## Document excerpt
──────

The final step to complete $\hat{G}$ is to plug in $Z_{f}$ :

\hat{G} = \sum_{x \in {0, 1}^{n}} (2 μ - α_{x}) Z_{f} | x ⟩ = \sum_{x \in {0, 1}^{n}} (2 μ - α_{x}) (- 1)^{f (x)} | x ⟩

We can see now that $U$ is responsible for inverting the amplitude around the mean, and $Z_{f}$ flips the phase of the correct answer through phase kickback.

Phase Rotations

We start by splitting our set of options into two sets, set $A$ contains "good" strings (strings we are searching for), and set $B$ containing bad string.

We show that as:

\begin{aligned} A = {x \in {0, 1}^{n} | f (x) = 1} \\ B = {x \in {0, 1}^{n} | f (x) = 0} \\ where \\ a = | A | = number of good strings \\ b = | B | = number of bad strings \end{aligned}

Now we define these sets as state vectors

\begin{array}{r} | A ⟩ = \frac{1}{\sqrt{a}} \sum_{x \in A} | x ⟩ \\ | B ⟩ = \frac{1}{\sqrt{b}} \sum_{x \in B} | x ⟩ \end{array}

Note

The set $A$ and the set $B$ are orthogonal sets, since there is no element that's shared between them, in other words, they're disjoint.

──────

## Excerpted data
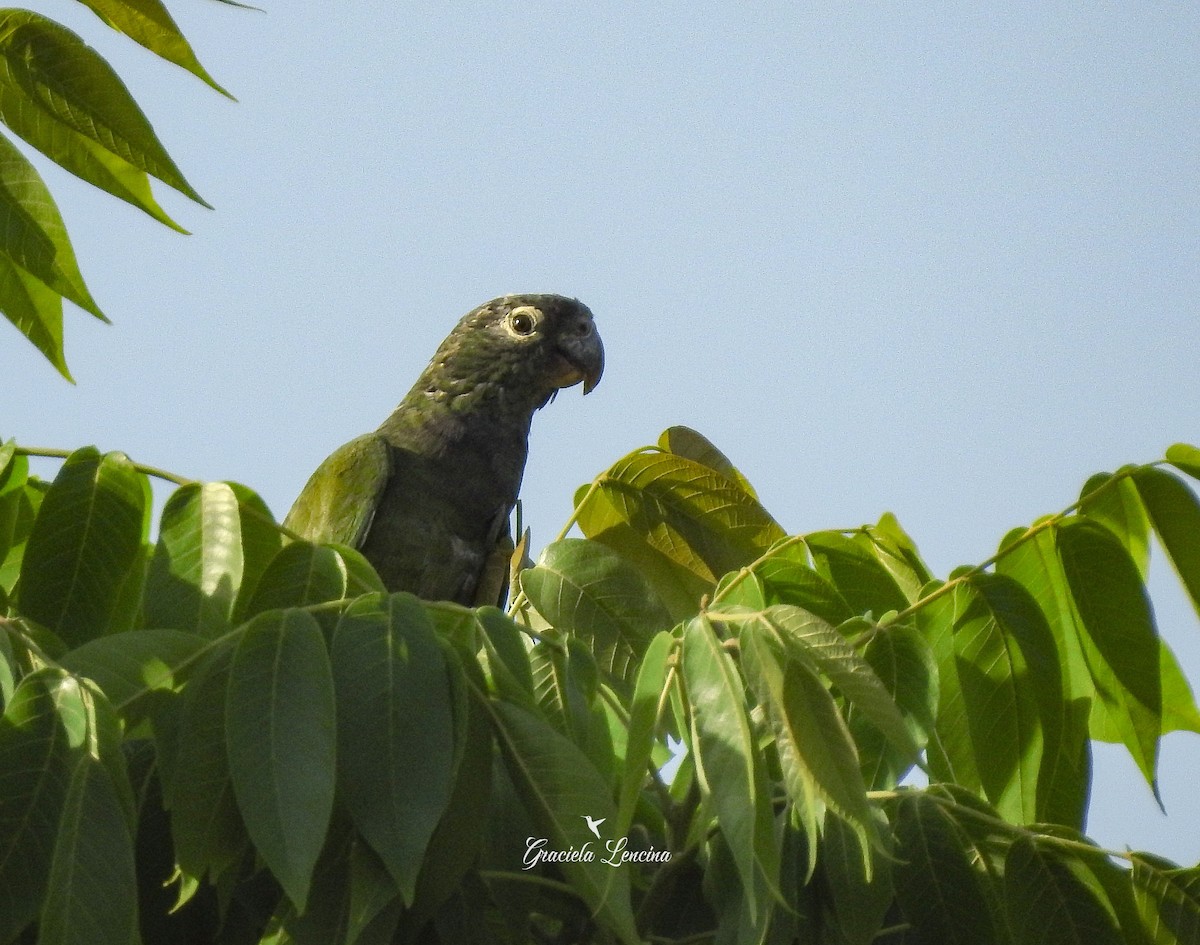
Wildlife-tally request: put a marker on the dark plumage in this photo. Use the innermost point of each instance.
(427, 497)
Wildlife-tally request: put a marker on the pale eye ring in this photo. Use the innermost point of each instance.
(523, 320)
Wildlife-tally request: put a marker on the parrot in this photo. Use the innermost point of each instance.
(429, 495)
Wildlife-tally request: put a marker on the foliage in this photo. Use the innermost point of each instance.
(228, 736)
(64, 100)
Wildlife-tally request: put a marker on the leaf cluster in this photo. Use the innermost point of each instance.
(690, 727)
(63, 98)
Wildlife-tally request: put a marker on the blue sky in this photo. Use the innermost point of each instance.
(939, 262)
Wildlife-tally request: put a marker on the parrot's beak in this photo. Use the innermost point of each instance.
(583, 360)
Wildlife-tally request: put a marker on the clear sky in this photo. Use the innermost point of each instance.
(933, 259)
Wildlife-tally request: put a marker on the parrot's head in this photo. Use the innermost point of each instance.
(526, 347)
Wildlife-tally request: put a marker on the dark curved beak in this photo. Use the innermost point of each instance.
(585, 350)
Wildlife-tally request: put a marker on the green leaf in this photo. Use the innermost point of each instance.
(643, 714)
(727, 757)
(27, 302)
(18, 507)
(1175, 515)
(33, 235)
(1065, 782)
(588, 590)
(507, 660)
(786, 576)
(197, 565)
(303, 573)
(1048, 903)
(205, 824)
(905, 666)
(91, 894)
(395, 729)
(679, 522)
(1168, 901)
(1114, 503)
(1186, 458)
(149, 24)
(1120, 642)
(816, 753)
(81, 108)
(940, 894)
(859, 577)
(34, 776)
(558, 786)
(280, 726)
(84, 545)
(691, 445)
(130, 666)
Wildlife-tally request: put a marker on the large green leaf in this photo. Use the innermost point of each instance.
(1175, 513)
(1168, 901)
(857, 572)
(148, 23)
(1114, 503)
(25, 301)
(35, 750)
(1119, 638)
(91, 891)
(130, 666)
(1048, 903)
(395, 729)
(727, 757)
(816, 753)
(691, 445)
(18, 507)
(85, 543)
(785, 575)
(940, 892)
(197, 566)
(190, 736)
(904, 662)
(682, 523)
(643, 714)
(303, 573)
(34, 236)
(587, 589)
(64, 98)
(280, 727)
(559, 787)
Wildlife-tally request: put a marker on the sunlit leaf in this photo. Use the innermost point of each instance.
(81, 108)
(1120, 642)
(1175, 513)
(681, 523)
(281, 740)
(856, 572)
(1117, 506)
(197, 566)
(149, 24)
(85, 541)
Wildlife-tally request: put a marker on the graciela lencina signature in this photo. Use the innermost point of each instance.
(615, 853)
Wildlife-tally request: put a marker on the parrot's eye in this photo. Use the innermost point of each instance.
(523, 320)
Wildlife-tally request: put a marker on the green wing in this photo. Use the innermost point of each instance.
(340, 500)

──────

## Set problem 1
From the phase rotations excerpt, extract the passage from "We start by" to "words, they're disjoint.".
## Set problem 2
Condense the paragraph of the phase rotations excerpt that starts "We start by splitting our set of options" into a shorter version that keeps its main facts.
None of the entries are needed for this work.

## Correct answer 1
We start by splitting our set of options into two sets, set $A$ contains "good" strings (strings we are searching for), and set $B$ containing bad string.

We show that as:

\begin{aligned} A = {x \in {0, 1}^{n} | f (x) = 1} \\ B = {x \in {0, 1}^{n} | f (x) = 0} \\ where \\ a = | A | = number of good strings \\ b = | B | = number of bad strings \end{aligned}

Now we define these sets as state vectors

\begin{array}{r} | A ⟩ = \frac{1}{\sqrt{a}} \sum_{x \in A} | x ⟩ \\ | B ⟩ = \frac{1}{\sqrt{b}} \sum_{x \in B} | x ⟩ \end{array}

Note

The set $A$ and the set $B$ are orthogonal sets, since there is no element that's shared between them, in other words, they're disjoint.

## Correct answer 2
The options are divided into two sets: set $A$ holds the "good" strings being searched for, and set $B$ holds the bad strings.